[DATASET CONTENT]

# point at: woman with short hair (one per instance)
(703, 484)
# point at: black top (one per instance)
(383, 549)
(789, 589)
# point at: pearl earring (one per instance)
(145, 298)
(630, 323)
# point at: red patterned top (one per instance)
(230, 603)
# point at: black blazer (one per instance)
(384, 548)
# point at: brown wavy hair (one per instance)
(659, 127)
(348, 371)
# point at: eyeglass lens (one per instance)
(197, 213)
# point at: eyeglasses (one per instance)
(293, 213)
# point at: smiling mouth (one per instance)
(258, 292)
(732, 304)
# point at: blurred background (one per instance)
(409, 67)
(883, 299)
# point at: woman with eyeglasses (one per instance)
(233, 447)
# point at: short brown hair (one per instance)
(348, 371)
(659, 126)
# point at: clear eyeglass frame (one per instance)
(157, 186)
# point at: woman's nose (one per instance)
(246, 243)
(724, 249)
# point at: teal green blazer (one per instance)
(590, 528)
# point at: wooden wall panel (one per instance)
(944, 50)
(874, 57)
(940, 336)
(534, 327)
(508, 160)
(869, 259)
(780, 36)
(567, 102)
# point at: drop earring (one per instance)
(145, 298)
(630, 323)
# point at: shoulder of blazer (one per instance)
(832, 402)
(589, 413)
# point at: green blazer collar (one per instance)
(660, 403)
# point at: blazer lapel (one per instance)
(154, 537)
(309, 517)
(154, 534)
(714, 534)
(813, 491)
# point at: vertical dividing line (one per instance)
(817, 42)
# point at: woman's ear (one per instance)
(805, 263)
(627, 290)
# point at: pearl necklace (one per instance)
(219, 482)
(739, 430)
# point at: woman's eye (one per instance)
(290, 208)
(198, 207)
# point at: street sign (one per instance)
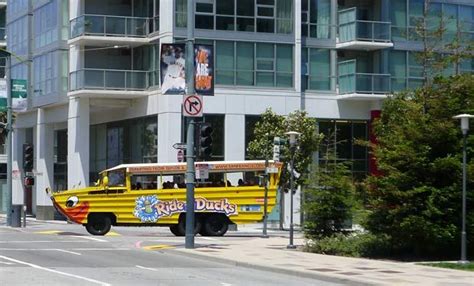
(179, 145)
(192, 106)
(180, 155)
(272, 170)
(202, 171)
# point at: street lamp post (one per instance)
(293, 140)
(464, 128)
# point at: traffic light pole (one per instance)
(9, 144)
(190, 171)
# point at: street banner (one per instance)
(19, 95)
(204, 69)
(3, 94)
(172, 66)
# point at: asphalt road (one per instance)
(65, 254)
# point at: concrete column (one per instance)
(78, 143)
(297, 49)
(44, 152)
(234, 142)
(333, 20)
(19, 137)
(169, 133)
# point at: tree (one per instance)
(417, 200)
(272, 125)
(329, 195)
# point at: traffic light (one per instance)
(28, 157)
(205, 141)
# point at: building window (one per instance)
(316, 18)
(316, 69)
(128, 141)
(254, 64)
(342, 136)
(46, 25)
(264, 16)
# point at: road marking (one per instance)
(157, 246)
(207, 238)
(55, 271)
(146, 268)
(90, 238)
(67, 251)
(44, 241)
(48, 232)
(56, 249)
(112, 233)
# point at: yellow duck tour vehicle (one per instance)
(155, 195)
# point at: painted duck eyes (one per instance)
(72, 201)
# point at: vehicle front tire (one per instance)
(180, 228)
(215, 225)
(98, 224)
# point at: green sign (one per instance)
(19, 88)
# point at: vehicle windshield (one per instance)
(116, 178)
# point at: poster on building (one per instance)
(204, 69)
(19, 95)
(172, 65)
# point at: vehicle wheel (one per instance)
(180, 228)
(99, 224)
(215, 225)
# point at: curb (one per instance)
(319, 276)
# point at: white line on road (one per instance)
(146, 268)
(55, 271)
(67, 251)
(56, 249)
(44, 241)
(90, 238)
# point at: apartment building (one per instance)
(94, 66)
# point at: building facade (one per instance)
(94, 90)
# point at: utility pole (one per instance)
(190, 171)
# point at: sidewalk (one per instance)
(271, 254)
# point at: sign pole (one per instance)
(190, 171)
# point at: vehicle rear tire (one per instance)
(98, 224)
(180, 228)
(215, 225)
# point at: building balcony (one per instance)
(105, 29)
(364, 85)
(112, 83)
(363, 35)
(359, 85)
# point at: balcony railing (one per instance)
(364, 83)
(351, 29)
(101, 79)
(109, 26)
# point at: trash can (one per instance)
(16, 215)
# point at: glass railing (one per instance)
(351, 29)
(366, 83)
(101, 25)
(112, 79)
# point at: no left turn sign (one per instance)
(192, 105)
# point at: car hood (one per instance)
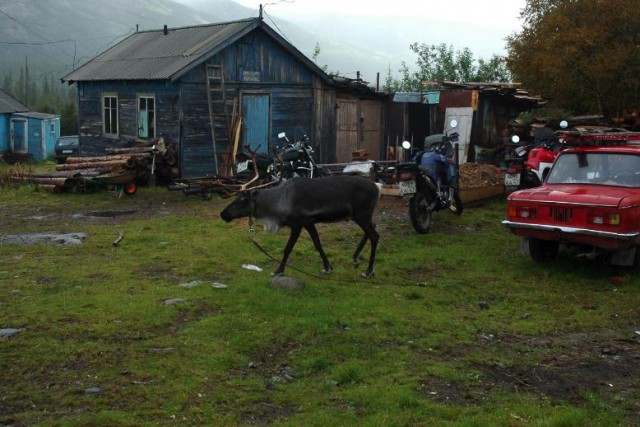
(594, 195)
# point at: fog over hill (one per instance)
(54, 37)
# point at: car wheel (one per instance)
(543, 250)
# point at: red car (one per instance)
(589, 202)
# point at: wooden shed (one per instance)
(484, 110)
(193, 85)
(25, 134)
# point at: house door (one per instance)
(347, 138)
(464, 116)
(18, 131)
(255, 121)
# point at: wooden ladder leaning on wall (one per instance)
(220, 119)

[/DATASET CONTENT]
[DATASET CONTENT]

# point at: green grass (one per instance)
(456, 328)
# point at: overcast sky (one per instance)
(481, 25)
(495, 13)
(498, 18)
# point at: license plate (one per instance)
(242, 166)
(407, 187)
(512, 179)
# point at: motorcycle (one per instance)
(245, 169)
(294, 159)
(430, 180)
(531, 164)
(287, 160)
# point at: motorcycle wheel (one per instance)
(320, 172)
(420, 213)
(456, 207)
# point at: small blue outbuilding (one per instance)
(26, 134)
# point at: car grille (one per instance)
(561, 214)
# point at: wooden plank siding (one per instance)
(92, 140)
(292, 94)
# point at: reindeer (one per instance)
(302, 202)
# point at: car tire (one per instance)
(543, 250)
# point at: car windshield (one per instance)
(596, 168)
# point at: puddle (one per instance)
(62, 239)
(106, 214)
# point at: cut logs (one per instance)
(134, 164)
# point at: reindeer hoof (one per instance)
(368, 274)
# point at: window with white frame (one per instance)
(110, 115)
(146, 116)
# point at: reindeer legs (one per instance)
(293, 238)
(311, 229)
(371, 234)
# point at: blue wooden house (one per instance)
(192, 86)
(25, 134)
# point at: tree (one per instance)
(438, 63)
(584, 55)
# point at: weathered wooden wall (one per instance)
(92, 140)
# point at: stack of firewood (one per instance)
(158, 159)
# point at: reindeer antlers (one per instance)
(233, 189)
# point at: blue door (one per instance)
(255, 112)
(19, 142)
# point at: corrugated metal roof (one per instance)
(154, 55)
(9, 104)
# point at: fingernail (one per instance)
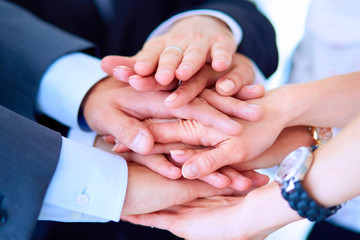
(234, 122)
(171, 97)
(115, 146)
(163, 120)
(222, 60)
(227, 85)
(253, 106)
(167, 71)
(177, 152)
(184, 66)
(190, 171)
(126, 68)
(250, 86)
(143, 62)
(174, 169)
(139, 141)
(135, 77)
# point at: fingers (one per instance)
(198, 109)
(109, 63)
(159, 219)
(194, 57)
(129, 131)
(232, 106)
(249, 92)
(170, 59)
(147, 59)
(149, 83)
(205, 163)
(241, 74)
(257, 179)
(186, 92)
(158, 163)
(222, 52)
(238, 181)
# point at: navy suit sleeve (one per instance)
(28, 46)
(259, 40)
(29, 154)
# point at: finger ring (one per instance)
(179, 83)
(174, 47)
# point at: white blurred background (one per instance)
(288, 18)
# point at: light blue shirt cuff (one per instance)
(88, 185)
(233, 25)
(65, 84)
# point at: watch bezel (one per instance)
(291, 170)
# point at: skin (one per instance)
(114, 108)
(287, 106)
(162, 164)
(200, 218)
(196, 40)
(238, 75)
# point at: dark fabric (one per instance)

[/DATASET CONTENT]
[DATASET CONTENT]

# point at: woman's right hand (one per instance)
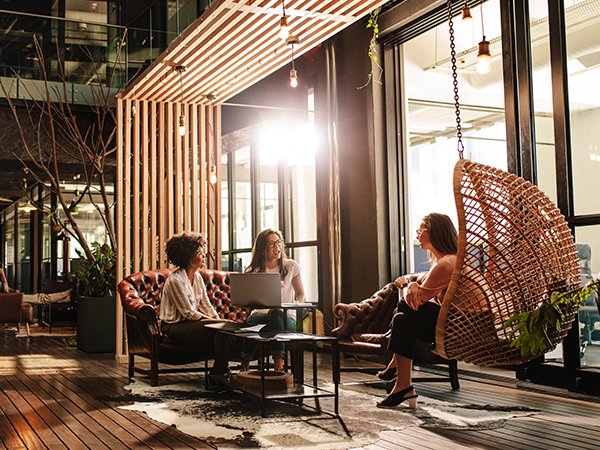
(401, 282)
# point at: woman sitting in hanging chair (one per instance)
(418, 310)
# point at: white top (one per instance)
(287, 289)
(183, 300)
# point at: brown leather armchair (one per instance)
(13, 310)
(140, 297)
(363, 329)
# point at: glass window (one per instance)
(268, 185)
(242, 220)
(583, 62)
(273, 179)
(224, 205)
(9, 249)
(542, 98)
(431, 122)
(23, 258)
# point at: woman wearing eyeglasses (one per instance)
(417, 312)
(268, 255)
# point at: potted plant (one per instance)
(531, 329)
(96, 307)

[/DATASET CONTENT]

-- WHAT YOU SHOULD DO --
Using the entries above, return exactly the lines from the line with "# point at: white blurred" to the line with "# point at: dark fabric (one per instance)", counting both of those lines.

-- OUTPUT OF THE EXERCISE --
# point at: white blurred background (one per instance)
(288, 18)
# point at: light blue shirt cuff (one per instance)
(88, 185)
(233, 25)
(65, 84)
# point at: watch bezel (one per instance)
(291, 170)
# point at: skin (one per instance)
(114, 108)
(287, 106)
(162, 164)
(200, 218)
(196, 40)
(238, 75)
# point at: dark fabric (one per instance)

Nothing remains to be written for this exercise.